→ **Petikan Teks**
++++++++

Lebih Banyak Perempuan di Antusias Dukung Populis Kanan
Friedel Taube
30 Agustus 2018
Penelitian Friedrich Ebert Stiftung (FES) menunjukkan, makin banyak perempuan di Eropa menjadi pendukung kubu populis kanan di Eropa. Pandangan mereka bahkan lebih radikal daripada rekan prianya.
Iklan
Para demonstran sayap kanan pekan ini turun ke jalan-jalan di Chemnitz dan sempat melakukan pengejaran terhadap para migran. Di media, gambar-gambar aksi sayap kanan sering menayangkan kelompok laki-laki yang agresif. Namun penelitian yayasan politik Friedrich Ebert Stiftung (FES) menunjukkan, justru perempuan yang sering lebih radikal mendukung kelompok ultra kanan.
Studi FES meneliti kalangan pemilih populis sayap kanan di Jerman, Perancis, Yunani, Polandia, Swedia dan Hongaria. Temuannya: Makin banyak perempuan sekarang tertarik pada partai-partai ultra kanan.
Sekalipun partai-partai populis kanan cenderung menyebarkan citra patrarki yang ketinggalan zaman, ternyata pendukung perempuannya makin bertambah. Di Jerman, sekitar 17 persen perempuan di Jerman bagian timur memberikan suara mereka kepada partai ultra kanan AfD dalam pemilihan parlemen tahun 2017, 8 persen perempuan di Jerman bagian barat melakukan hal yang sama. Di Polandia, lebih banyak perempuan daripada laki-laki memilih Partai Hukum dan Keadilan PiS yang berkuasa pada pemilu 2015.
Apa yang menarik bagi perempuan?
Elisa Gutsche yang memimpin penelitian FES mengatakan, banyak partai ultra kanan yang diteliti berusaha merebut suara pemilih perempuan dengan janji-janji meningkatkan kesejahteraan umum.
"Mereka berjanji akan meningkatkan pembayaran tunjangan anak dan tunjangan-tunjangan terkait yang mendukung kesejahteraan keluarga," katanya.

++++++++

→ **Petikan Data**
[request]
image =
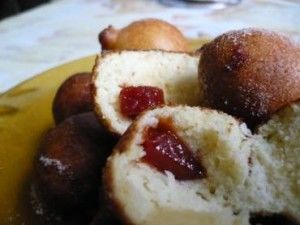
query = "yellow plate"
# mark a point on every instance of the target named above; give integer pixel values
(25, 114)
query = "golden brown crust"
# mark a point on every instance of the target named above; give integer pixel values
(144, 34)
(250, 73)
(73, 97)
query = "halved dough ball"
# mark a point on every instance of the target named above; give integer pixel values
(144, 35)
(141, 194)
(174, 73)
(250, 73)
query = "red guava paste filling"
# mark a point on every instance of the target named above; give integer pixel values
(134, 100)
(166, 151)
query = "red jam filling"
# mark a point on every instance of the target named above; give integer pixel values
(166, 151)
(134, 100)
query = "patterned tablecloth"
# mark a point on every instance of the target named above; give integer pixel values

++++++++

→ **Tugas yang Dikerjakan**
a: Tuliskan kembali bagian artikel tentang perempuan pendukung populis kanan yang diawali dengan kata-kata "Sekalipun partai-partai populis" dan diakhiri dengan "pada pemilu 2015.". Gantilah "parlemen" dengan "legislatif".
b: Jawablah pertanyaan berikut berdasarkan artikel tentang perempuan pendukung populis kanan.
(i) Negara mana saja yang pemilih populis sayap kanannya diteliti dalam studi FES?
(ii) Berapa persen perempuan di Jerman bagian barat yang memberikan suara kepada AfD dalam pemilihan parlemen tahun 2017?
(iii) Siapa yang memimpin penelitian FES?
c: Lanjutkan artikel tentang perempuan pendukung populis kanan mulai dari bagian sesudah kalimat terakhirnya.

→ **Jawaban**
a:
Sekalipun partai-partai populis kanan cenderung menyebarkan citra patrarki yang ketinggalan zaman, ternyata pendukung perempuannya makin bertambah. Di Jerman, sekitar 17 persen perempuan di Jerman bagian timur memberikan suara mereka kepada partai ultra kanan AfD dalam pemilihan legislatif tahun 2017, 8 persen perempuan di Jerman bagian barat melakukan hal yang sama. Di Polandia, lebih banyak perempuan daripada laki-laki memilih Partai Hukum dan Keadilan PiS yang berkuasa pada pemilu 2015.

b:
(i) Jerman, Perancis, Yunani, Polandia, Swedia, dan Hongaria.
(ii) 8 persen.
(iii) Elisa Gutsche.

c:
PiS Polandia misalnya meluncurkan inisiatif Keluarga 500+, yang menjamin keluarga dengan dua tunjangan bulanan sekitar 120 euro per anak sampai usia 18 tahun.
Partai AfD Jerman juga mempromosikan "keramahan bagi anak-anak" – sebagai tandingan motto "budaya selamat datang kepada kaum pendatang" yang digelar pemerintah Jerman bagi pengungsi.
Sejumlah besar pemilih perempuan memilih untuk mendukung partai populis kanan karena kecemasan atas apa yang mungkin terjadi di masa depan. Isu-isu sosial sering memotivasi banyak perempuan mendukung ultra kanan, kata Elisa Gutsche.
Pandangan xenophobia lebih kuat
Para peneliti FES juga mempelajari peran politisi perempuan di kalangan partai-partai populis kanan Eropa. Mereka menemukan bahwa sangat sedikit perempuan terlibat dalam organisasi. Sebagian besar kelompok anggota parlemennya didominasi oleh kaum lelaki.
Di Jerman misalnya, kelompok parlemen ultra kanan memiliki 92 kursi, tetapi hanya ada 10 anggota parlemen perempuan. Tapi banyak partai populis kanan punya tokoh politisi perempuan, seperti seperti wakil ketua AfD, Alice Weidel di Jerman, pentolan partai Front Nasional Marine Le Pen di Perancis dan tokoh PiS yang mantan Perdana Menteri Polandia, Beata Szydlo.
"Perempuan-perempuan ini memberikan ultra kanan sebuah citra sebagai partai politik yang terbuka dan modern," jelas Gutsche. "Ini bukan partai progresif, tidak seakan-akan ada kesetaraan gender yang nyata."
Temuan lain dalam penelitian FES adalah bahwa perempuan cenderung punya pandangan xenophobia dan anti Islam yang lebih kuat dibandingkan rekan-rekan lelakinya.
"Penemuan itu mengejutkan saya," kata Elisa Gutsche. Karena justru para perempuan harus menghadapi perjuangan keras dalam masyarakat yang patriarkis. Perempuan lebih mungkin memiliki pekerjaan dengan gaji yang sangat buruk dan beresiko lebih tinggi mengalami kemiskinan di masa tua. Tapi, itu mungkin persoalannya.
"Saya pikir para perempuan ini merasa mereka berada di strata bawah masyarakat dan sekarang harus bersaing dengan para pengungsi dan migran," kata Elisa Gutsche. Itu mungkin bisa menjelaskan, mengapa sekarang lebih banyak perempuan yang mendukung partai-partai populis kanan.
Seradikal Apa Ekstrem Kanan Eropa?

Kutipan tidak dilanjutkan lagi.